- **Task instructions**
Can you repeat, word for word, the lines of the entries below from the line containing "Target — wrist" through the line containing "column 147, row 244", both of those lines included?

==== Exercise data

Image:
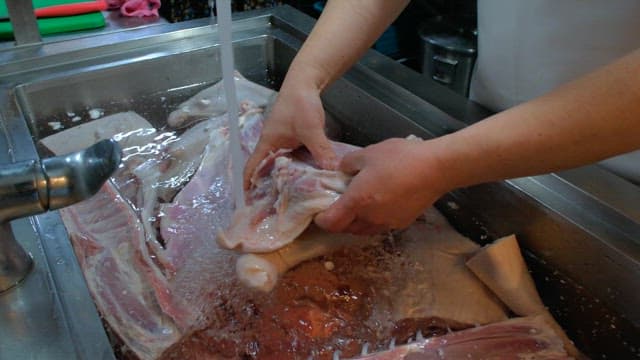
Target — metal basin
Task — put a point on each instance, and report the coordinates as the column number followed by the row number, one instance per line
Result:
column 581, row 238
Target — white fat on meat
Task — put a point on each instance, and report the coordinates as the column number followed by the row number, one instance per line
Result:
column 288, row 190
column 518, row 338
column 262, row 271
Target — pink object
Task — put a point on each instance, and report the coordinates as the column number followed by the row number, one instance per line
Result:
column 137, row 8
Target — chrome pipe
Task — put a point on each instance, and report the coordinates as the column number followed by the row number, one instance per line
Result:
column 33, row 187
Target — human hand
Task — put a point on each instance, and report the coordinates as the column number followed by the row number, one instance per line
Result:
column 297, row 118
column 395, row 180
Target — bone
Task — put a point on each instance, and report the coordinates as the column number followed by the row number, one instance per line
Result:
column 262, row 271
column 502, row 269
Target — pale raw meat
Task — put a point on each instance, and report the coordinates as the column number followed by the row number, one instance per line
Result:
column 261, row 271
column 287, row 190
column 109, row 242
column 212, row 101
column 128, row 128
column 519, row 338
column 147, row 245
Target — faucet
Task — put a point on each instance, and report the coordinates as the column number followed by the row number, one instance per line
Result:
column 36, row 186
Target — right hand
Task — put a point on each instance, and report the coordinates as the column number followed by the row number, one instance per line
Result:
column 297, row 118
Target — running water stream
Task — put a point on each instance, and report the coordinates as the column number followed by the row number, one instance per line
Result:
column 223, row 9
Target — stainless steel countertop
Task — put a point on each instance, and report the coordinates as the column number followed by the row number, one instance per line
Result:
column 586, row 221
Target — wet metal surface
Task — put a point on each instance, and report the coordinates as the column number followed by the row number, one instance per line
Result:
column 585, row 236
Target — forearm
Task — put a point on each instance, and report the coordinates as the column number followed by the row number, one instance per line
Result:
column 587, row 120
column 344, row 31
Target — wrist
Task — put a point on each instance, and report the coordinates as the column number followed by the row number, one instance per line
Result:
column 306, row 76
column 445, row 165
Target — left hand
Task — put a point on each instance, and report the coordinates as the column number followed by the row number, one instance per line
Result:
column 395, row 180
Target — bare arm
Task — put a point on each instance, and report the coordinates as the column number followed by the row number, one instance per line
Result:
column 592, row 118
column 343, row 33
column 587, row 120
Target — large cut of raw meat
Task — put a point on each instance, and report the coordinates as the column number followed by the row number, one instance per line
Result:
column 287, row 190
column 519, row 338
column 147, row 244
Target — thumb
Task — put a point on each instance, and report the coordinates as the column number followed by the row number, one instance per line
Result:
column 337, row 217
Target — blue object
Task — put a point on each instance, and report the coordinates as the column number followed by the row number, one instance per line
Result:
column 386, row 44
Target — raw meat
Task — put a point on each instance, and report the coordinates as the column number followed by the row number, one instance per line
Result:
column 261, row 271
column 434, row 281
column 146, row 243
column 519, row 338
column 288, row 189
column 212, row 102
column 131, row 131
column 501, row 267
column 109, row 242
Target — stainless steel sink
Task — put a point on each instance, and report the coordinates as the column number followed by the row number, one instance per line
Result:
column 581, row 237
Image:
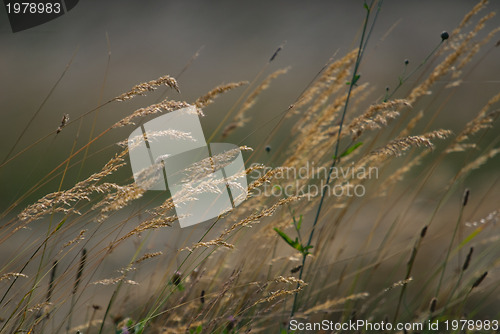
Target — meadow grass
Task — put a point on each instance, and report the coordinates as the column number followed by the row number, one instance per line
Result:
column 419, row 244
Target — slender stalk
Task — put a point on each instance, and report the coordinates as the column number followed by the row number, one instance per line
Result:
column 354, row 79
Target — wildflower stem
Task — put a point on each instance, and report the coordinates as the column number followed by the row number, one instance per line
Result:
column 354, row 79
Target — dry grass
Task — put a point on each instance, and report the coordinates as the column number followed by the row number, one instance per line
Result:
column 377, row 256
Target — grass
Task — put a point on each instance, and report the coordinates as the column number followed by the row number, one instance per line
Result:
column 360, row 212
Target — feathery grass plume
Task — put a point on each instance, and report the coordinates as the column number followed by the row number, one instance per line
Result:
column 467, row 259
column 143, row 88
column 122, row 196
column 77, row 239
column 398, row 146
column 326, row 78
column 255, row 217
column 62, row 201
column 476, row 9
column 411, row 124
column 492, row 217
column 481, row 160
column 327, row 306
column 334, row 86
column 39, row 307
column 50, row 289
column 209, row 97
column 483, row 120
column 239, row 119
column 111, row 281
column 148, row 256
column 376, row 116
column 316, row 135
column 215, row 242
column 448, row 64
column 283, row 292
column 10, row 275
column 148, row 224
column 165, row 105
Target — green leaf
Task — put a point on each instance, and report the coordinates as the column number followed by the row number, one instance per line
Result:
column 286, row 238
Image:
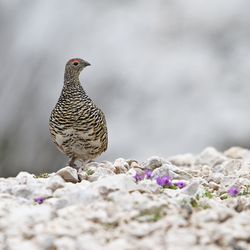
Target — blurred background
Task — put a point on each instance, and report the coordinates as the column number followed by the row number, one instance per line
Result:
column 172, row 76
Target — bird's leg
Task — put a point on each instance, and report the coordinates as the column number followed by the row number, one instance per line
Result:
column 72, row 162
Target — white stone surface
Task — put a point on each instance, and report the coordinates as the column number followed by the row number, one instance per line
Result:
column 109, row 209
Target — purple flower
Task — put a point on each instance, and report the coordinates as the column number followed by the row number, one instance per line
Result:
column 138, row 177
column 164, row 181
column 149, row 174
column 233, row 191
column 39, row 200
column 180, row 184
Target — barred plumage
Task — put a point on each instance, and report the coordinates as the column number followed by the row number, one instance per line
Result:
column 77, row 126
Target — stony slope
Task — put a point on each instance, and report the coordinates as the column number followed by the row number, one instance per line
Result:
column 111, row 209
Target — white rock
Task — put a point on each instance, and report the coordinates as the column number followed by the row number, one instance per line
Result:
column 191, row 189
column 54, row 182
column 99, row 172
column 238, row 153
column 115, row 182
column 182, row 160
column 155, row 162
column 68, row 174
column 210, row 156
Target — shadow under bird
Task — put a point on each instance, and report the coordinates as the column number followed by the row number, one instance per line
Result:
column 77, row 126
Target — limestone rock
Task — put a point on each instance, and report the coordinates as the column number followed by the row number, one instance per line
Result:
column 69, row 174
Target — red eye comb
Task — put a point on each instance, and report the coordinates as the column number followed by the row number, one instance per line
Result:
column 74, row 60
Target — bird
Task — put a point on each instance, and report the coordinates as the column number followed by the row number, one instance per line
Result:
column 77, row 126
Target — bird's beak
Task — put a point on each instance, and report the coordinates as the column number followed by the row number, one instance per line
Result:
column 86, row 64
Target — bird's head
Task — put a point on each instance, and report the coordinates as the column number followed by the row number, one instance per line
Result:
column 76, row 65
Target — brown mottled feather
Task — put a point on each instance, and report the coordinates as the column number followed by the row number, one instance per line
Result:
column 77, row 126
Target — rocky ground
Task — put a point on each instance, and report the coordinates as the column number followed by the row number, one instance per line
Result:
column 184, row 202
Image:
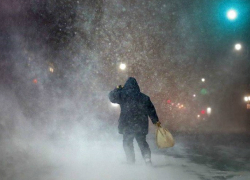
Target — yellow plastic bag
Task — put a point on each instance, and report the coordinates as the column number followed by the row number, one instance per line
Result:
column 164, row 138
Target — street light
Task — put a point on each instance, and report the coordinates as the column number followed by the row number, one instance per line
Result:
column 237, row 46
column 209, row 110
column 231, row 14
column 122, row 66
column 114, row 104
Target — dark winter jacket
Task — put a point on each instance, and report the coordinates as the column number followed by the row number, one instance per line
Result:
column 136, row 107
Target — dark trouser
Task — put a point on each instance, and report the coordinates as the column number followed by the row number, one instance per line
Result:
column 129, row 147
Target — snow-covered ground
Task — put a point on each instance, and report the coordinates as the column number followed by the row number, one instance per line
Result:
column 80, row 158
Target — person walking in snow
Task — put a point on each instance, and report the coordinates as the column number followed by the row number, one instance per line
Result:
column 136, row 107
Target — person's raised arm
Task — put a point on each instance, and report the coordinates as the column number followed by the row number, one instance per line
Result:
column 152, row 113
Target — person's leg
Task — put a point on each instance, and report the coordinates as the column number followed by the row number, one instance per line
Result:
column 129, row 147
column 145, row 150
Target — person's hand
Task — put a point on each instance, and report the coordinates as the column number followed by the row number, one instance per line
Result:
column 158, row 124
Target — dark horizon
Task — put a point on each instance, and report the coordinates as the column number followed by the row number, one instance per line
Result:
column 168, row 47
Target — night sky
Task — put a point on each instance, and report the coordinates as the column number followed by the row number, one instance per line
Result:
column 168, row 46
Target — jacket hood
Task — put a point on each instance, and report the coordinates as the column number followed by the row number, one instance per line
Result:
column 131, row 84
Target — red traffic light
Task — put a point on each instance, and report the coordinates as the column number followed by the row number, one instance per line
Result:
column 35, row 81
column 203, row 111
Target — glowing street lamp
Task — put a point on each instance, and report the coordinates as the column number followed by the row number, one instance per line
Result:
column 231, row 14
column 114, row 104
column 209, row 110
column 237, row 46
column 122, row 66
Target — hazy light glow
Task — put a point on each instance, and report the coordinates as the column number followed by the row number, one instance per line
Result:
column 51, row 69
column 114, row 104
column 123, row 66
column 238, row 47
column 209, row 110
column 231, row 14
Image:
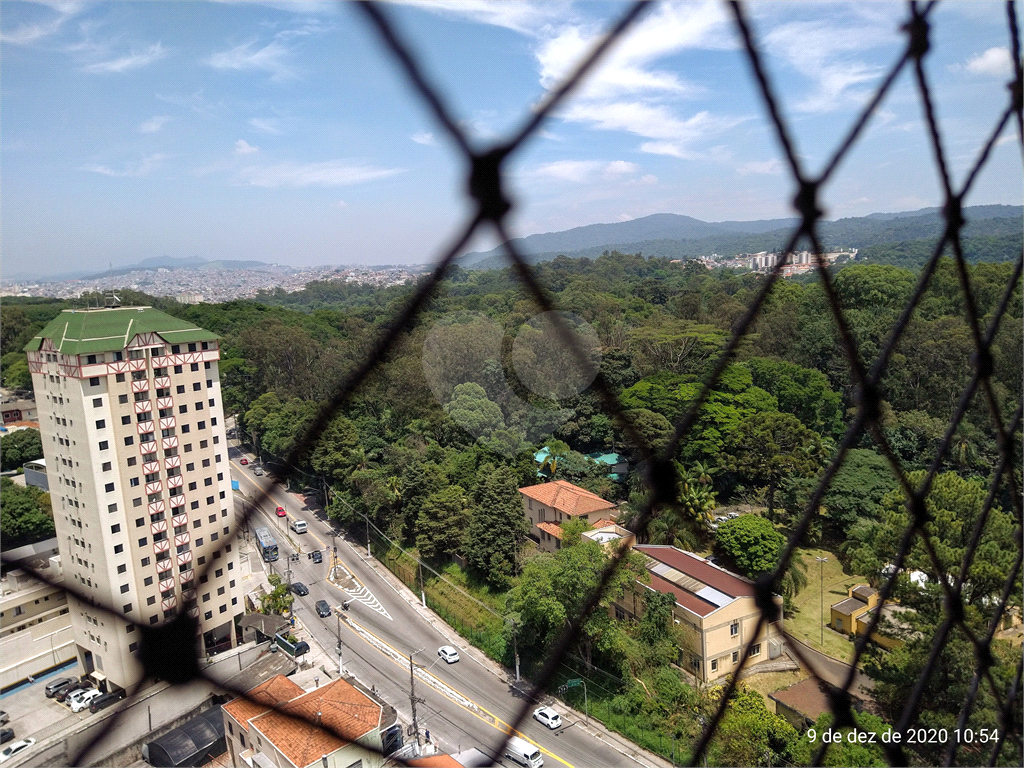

========

- **Solution for this exercise**
Target — wrist
Task — put a point on each instance, and report the coordinates as the column number followed by the row number, one instance per line
Result:
column 306, row 76
column 445, row 165
Target — left hand
Task — put a point on each instance, and report the coordinates as the column number followed by the row number, one instance per line
Result:
column 395, row 180
Target — bare arm
Task — put a point on each instance, and report the coordinates as the column number followed by the row number, one instance per line
Result:
column 592, row 118
column 343, row 33
column 587, row 120
Target — large cut of raw meat
Task — put a point on each instance, and report the coordinates as the column number followed by the row number, one instance per line
Result:
column 287, row 190
column 519, row 338
column 147, row 244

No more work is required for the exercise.